__Written request__
Retype exactly the lines that run from the line with "written like (348,93)." to the final line of the entries, keeping both ends and nothing else.

------------------------------

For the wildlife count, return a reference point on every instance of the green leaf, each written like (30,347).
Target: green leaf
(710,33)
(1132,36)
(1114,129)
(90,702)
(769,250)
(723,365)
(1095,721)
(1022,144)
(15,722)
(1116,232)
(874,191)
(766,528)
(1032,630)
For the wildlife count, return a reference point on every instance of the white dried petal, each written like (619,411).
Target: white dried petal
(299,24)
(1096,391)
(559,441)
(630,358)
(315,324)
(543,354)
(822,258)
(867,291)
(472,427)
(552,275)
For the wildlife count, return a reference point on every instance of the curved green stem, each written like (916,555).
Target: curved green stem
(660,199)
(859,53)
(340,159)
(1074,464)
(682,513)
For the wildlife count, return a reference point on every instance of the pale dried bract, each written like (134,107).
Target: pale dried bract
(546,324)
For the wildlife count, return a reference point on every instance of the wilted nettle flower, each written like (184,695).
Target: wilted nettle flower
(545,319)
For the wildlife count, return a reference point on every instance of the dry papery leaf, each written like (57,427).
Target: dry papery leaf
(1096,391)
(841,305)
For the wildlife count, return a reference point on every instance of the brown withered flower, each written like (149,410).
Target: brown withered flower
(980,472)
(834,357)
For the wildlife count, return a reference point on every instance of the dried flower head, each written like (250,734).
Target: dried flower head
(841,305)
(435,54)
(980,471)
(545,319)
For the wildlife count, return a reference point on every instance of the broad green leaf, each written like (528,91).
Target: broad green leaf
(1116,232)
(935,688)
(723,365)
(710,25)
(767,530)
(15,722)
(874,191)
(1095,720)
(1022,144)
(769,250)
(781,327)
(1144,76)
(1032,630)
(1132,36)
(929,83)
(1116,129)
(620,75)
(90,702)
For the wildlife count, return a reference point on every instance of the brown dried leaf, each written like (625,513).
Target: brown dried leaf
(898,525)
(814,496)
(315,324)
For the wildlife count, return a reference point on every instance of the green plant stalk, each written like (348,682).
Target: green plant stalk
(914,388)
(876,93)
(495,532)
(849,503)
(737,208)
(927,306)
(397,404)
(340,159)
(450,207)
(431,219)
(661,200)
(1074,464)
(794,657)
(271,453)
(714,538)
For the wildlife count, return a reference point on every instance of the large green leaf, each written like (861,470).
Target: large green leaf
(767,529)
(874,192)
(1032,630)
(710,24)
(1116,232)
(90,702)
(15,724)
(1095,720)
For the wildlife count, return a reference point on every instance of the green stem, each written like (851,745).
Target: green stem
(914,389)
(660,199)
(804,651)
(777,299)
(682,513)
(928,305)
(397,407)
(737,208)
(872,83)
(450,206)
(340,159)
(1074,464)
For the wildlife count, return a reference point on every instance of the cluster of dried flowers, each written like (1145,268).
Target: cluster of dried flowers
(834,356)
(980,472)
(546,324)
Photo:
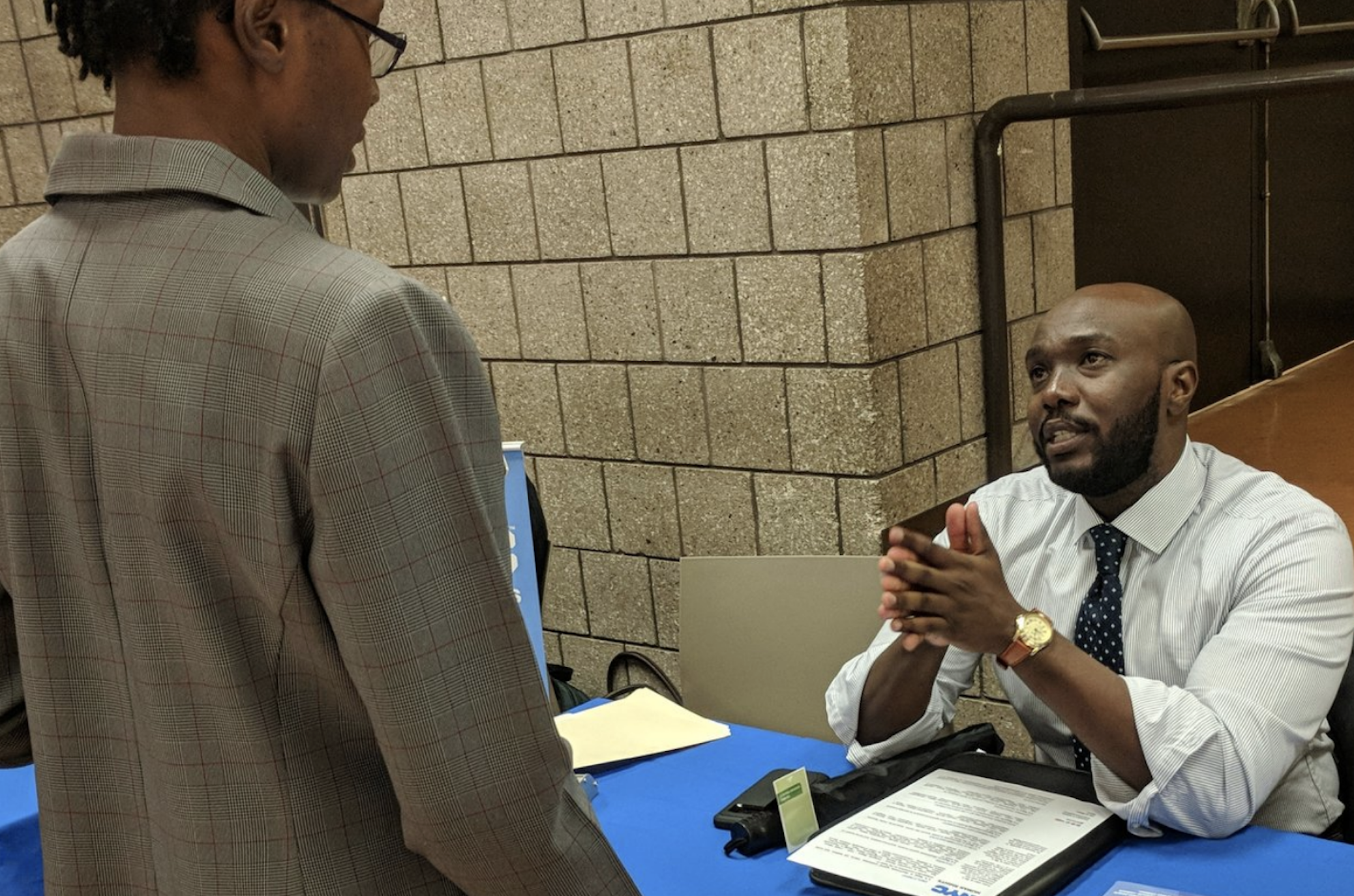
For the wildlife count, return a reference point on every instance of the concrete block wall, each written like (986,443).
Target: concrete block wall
(718,256)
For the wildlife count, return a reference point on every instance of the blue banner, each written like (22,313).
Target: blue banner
(523,552)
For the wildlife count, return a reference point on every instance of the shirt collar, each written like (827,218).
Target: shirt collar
(104,164)
(1154,518)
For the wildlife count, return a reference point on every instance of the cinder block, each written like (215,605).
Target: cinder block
(6,185)
(871,505)
(971,406)
(931,419)
(520,94)
(667,580)
(918,179)
(473,27)
(16,218)
(419,21)
(860,63)
(595,400)
(550,312)
(999,36)
(395,125)
(693,11)
(970,712)
(828,402)
(1046,26)
(796,516)
(674,87)
(622,310)
(960,470)
(376,217)
(503,225)
(528,408)
(575,503)
(697,309)
(1055,256)
(951,284)
(644,202)
(541,22)
(746,411)
(1063,162)
(622,16)
(669,409)
(483,297)
(571,207)
(760,72)
(942,78)
(642,500)
(435,213)
(564,608)
(726,196)
(29,20)
(48,75)
(1019,254)
(336,222)
(717,512)
(455,123)
(596,110)
(828,190)
(1028,167)
(1021,333)
(620,603)
(875,302)
(780,306)
(27,163)
(959,157)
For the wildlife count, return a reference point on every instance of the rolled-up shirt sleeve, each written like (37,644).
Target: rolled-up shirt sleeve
(955,676)
(1256,696)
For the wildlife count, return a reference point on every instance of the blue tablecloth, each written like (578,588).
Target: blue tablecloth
(21,854)
(658,814)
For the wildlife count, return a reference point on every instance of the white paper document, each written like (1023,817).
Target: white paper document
(639,724)
(952,833)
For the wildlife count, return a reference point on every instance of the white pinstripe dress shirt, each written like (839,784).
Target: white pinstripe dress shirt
(1238,623)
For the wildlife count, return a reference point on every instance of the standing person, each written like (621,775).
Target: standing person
(1162,615)
(256,629)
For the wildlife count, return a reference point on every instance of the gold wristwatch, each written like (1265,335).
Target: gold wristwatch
(1034,633)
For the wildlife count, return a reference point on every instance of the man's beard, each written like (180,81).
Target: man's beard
(1124,455)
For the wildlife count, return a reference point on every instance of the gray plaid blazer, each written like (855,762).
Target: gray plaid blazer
(256,627)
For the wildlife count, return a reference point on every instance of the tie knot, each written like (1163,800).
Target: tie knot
(1109,546)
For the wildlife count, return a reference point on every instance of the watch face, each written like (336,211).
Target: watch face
(1035,630)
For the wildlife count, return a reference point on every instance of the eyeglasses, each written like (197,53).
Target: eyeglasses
(385,48)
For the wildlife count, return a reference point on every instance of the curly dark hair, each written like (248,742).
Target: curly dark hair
(104,34)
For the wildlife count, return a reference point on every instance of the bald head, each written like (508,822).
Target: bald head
(1156,317)
(1112,370)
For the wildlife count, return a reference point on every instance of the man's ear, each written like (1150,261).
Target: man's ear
(263,33)
(1181,382)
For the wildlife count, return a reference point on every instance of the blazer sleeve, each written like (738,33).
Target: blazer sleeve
(409,558)
(15,745)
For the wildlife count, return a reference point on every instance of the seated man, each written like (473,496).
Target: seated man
(1186,654)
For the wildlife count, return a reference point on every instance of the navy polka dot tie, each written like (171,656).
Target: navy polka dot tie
(1100,624)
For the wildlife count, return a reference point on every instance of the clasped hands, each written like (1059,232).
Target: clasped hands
(948,596)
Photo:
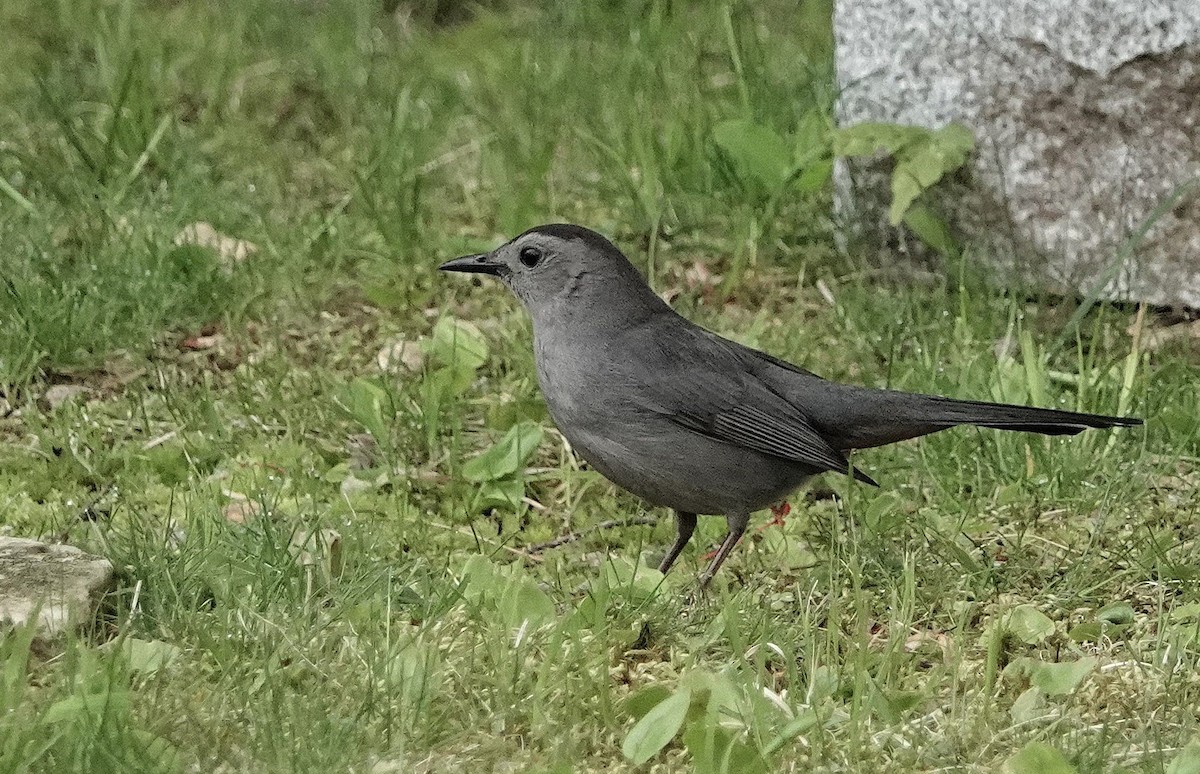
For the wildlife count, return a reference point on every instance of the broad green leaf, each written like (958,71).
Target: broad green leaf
(717,750)
(147,657)
(457,343)
(923,162)
(1187,761)
(157,754)
(95,705)
(867,139)
(480,575)
(1029,624)
(815,177)
(1116,613)
(523,601)
(504,493)
(931,229)
(756,151)
(1038,757)
(657,727)
(1057,679)
(508,456)
(1027,706)
(646,700)
(365,402)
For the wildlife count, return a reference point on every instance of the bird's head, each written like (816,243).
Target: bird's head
(559,263)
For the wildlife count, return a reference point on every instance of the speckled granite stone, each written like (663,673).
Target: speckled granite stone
(1087,118)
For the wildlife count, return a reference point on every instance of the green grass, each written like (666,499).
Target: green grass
(357,150)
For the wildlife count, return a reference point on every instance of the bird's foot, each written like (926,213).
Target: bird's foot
(778,513)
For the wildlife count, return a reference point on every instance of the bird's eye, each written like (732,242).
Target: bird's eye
(531,257)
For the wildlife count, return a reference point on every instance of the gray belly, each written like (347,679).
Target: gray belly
(675,467)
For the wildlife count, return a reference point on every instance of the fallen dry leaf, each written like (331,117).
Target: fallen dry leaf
(240,508)
(401,354)
(229,249)
(197,343)
(322,549)
(1155,339)
(60,394)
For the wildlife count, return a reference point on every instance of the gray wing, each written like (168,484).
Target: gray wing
(703,384)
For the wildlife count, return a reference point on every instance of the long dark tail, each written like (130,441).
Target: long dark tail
(1049,421)
(861,418)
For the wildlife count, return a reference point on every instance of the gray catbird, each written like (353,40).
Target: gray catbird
(687,419)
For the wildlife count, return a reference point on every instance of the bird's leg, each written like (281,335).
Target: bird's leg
(737,523)
(778,511)
(685,525)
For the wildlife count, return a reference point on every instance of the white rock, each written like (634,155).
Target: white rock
(59,585)
(1086,115)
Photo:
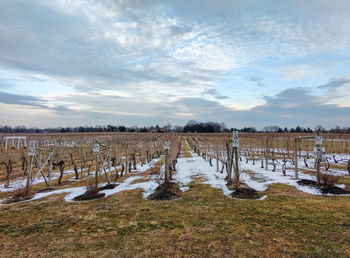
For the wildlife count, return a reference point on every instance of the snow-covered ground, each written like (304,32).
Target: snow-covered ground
(189,168)
(148,186)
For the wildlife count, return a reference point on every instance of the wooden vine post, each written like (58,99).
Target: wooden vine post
(235,145)
(96,150)
(33,157)
(297,141)
(217,155)
(126,157)
(31,153)
(319,153)
(267,153)
(166,170)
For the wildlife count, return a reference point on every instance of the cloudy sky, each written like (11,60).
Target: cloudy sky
(145,62)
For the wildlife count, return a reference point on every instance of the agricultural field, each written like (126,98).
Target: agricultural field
(175,194)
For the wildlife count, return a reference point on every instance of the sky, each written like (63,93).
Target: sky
(146,62)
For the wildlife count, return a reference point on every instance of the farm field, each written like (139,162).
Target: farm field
(280,218)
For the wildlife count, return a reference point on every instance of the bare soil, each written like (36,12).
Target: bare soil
(166,191)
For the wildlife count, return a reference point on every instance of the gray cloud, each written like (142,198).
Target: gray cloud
(259,82)
(13,99)
(334,83)
(214,93)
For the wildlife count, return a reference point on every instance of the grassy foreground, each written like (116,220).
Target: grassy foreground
(203,223)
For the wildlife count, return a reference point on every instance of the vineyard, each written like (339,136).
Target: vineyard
(250,175)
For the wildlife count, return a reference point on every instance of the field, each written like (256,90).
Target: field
(276,215)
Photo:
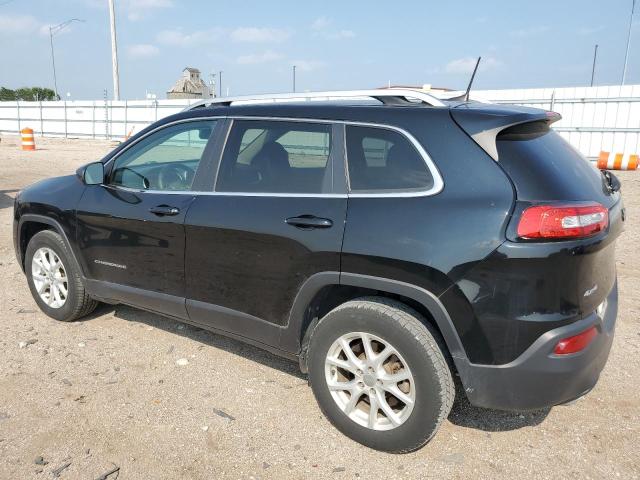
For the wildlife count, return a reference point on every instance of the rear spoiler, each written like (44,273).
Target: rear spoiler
(483,123)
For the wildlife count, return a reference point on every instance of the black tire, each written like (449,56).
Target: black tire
(78,304)
(418,343)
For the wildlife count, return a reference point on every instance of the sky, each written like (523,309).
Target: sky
(348,44)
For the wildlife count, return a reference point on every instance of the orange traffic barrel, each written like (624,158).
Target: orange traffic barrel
(617,161)
(28,143)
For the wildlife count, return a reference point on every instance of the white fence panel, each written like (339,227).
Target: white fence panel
(593,118)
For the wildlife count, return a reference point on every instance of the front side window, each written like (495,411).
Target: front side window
(271,156)
(380,159)
(165,160)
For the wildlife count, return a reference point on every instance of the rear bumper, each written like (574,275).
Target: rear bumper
(538,378)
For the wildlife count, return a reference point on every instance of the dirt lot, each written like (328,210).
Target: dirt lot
(108,392)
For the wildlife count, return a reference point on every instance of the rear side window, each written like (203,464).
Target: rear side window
(271,156)
(380,159)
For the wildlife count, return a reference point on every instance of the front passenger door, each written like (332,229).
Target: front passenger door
(131,229)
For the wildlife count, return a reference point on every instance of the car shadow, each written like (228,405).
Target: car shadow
(201,336)
(462,414)
(6,200)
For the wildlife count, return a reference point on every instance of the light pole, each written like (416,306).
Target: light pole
(294,79)
(114,52)
(53,31)
(593,69)
(626,54)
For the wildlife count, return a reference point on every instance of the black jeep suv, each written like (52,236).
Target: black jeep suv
(387,243)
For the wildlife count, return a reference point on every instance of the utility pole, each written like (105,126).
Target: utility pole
(593,69)
(114,52)
(53,31)
(294,79)
(626,55)
(53,62)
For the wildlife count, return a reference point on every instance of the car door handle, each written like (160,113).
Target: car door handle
(309,222)
(164,210)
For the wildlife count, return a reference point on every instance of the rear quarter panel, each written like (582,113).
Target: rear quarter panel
(433,241)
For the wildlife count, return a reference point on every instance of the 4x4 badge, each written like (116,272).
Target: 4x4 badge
(591,290)
(110,264)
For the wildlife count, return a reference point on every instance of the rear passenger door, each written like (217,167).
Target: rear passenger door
(275,218)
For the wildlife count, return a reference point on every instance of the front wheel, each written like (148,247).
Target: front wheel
(54,279)
(379,375)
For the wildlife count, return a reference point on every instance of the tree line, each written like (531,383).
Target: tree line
(28,94)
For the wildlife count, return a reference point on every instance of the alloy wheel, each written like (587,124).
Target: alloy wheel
(49,277)
(370,381)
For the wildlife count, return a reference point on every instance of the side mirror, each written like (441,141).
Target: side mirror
(92,174)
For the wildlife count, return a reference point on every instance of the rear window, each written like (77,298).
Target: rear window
(380,159)
(545,167)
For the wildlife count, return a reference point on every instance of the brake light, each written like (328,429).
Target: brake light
(576,343)
(563,221)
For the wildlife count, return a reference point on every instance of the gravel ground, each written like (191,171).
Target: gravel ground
(157,399)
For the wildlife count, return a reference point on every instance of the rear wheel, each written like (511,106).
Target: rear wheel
(379,375)
(54,279)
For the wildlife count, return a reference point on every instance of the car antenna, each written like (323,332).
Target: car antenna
(473,75)
(465,97)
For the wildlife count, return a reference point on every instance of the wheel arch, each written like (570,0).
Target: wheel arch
(325,291)
(30,224)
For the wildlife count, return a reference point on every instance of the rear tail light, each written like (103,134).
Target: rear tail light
(563,221)
(576,343)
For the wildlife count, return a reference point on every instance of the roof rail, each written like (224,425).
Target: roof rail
(395,96)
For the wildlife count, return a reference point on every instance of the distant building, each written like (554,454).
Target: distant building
(190,85)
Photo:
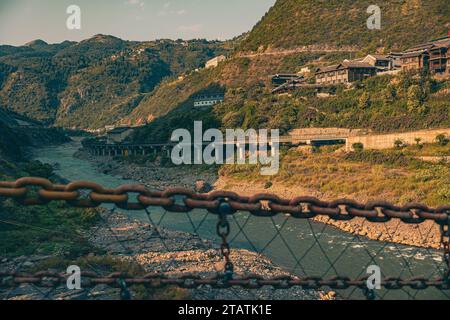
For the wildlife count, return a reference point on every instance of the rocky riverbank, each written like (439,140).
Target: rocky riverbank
(159,250)
(426,235)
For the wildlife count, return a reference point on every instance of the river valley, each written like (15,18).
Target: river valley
(299,247)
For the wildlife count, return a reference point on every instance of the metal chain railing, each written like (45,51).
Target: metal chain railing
(266,205)
(38,191)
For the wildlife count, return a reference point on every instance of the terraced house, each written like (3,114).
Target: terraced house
(345,72)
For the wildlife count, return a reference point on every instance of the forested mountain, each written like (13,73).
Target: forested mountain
(105,80)
(294,23)
(95,82)
(381,104)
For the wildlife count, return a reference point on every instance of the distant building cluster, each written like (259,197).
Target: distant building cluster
(208,100)
(214,62)
(433,56)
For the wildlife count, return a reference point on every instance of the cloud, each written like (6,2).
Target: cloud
(165,11)
(190,28)
(139,3)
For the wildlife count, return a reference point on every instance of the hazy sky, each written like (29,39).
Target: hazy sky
(24,20)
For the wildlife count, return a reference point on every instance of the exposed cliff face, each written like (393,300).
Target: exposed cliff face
(18,133)
(293,23)
(95,82)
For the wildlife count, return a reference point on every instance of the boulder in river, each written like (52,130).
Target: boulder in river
(201,186)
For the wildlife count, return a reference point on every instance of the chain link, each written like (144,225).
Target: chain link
(38,191)
(188,281)
(445,241)
(264,205)
(223,231)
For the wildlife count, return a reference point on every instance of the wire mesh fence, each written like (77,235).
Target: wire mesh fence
(177,244)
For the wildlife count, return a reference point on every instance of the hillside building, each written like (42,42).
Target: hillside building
(215,62)
(119,134)
(432,56)
(381,62)
(282,78)
(208,100)
(344,73)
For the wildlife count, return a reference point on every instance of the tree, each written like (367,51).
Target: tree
(414,97)
(364,101)
(399,144)
(358,146)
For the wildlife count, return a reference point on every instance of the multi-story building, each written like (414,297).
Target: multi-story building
(208,100)
(214,62)
(432,56)
(415,60)
(343,73)
(381,62)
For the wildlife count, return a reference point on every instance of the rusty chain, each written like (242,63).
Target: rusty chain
(445,242)
(187,281)
(38,191)
(266,205)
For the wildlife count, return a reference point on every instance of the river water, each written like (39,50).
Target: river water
(299,246)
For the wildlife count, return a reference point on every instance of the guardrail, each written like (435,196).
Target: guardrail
(228,208)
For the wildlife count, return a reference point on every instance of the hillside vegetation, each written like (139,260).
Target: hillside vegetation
(94,82)
(293,23)
(381,104)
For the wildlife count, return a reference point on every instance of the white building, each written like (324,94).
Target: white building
(214,62)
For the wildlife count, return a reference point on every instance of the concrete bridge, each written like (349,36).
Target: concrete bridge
(113,150)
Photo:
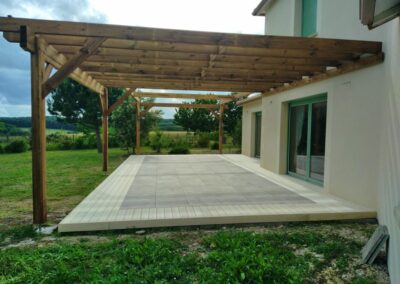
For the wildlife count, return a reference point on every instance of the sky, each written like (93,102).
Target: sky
(232,16)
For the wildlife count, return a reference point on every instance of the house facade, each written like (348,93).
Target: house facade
(340,136)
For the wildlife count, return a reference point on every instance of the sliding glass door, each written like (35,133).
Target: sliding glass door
(257,135)
(307,130)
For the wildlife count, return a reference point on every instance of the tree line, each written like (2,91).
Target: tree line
(74,104)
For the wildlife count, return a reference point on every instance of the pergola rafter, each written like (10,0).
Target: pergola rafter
(100,56)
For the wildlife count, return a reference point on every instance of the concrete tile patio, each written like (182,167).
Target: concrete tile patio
(176,190)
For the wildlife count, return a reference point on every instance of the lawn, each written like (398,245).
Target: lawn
(287,253)
(71,175)
(293,253)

------------------------------

__The result__
For the wildlife count, return a reference point on every instance of the house facade, each written like (348,93).
Target: house facade
(340,136)
For the wildlife count, return a reference point on every instance of the sliding glass door, each written like (35,133).
Target: sliding glass door
(257,135)
(307,130)
For the wildlife count, return a reference point on every instance of the tree line, each written like (2,91).
Target: tree line
(74,104)
For the wildlife count, return a reference point on every instance of the pergola rafter, each written like (10,0).
Target: pergola rafter
(100,56)
For the wildlife count, return a reference point on every instance of the concrete tile patio, each written like (182,167).
Target: concrete tile patio
(176,190)
For the wildlife count, return a reference point on every instance of the lawn, each written like (398,245).
Target: lawn
(287,253)
(71,175)
(293,253)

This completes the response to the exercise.